Gather every line in the rows below that contains the string "Query", and copy each such line in full. Case matters.

━━ STORED DATA

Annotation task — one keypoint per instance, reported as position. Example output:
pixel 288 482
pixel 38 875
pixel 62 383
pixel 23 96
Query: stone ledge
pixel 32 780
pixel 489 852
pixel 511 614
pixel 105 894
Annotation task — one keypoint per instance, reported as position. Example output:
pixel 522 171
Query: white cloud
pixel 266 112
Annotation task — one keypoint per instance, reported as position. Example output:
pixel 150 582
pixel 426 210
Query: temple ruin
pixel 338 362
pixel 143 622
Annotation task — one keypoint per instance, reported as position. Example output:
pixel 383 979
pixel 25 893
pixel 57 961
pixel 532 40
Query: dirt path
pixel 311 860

━━━━
━━ STORED DATA

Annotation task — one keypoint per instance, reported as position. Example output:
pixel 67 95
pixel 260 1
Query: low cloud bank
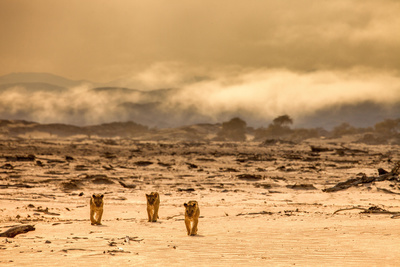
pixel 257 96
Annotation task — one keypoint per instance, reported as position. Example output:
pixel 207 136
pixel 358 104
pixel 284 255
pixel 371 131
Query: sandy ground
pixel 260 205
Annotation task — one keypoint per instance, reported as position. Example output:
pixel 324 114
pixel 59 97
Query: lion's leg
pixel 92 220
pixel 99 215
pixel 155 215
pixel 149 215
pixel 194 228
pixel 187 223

━━━━

● THE RESPONSE
Query: stone ledge
Query: white cloud
Query: temple ruin
Query: dirt path
Query: low cloud bank
Query: sandy ground
Query: lion's leg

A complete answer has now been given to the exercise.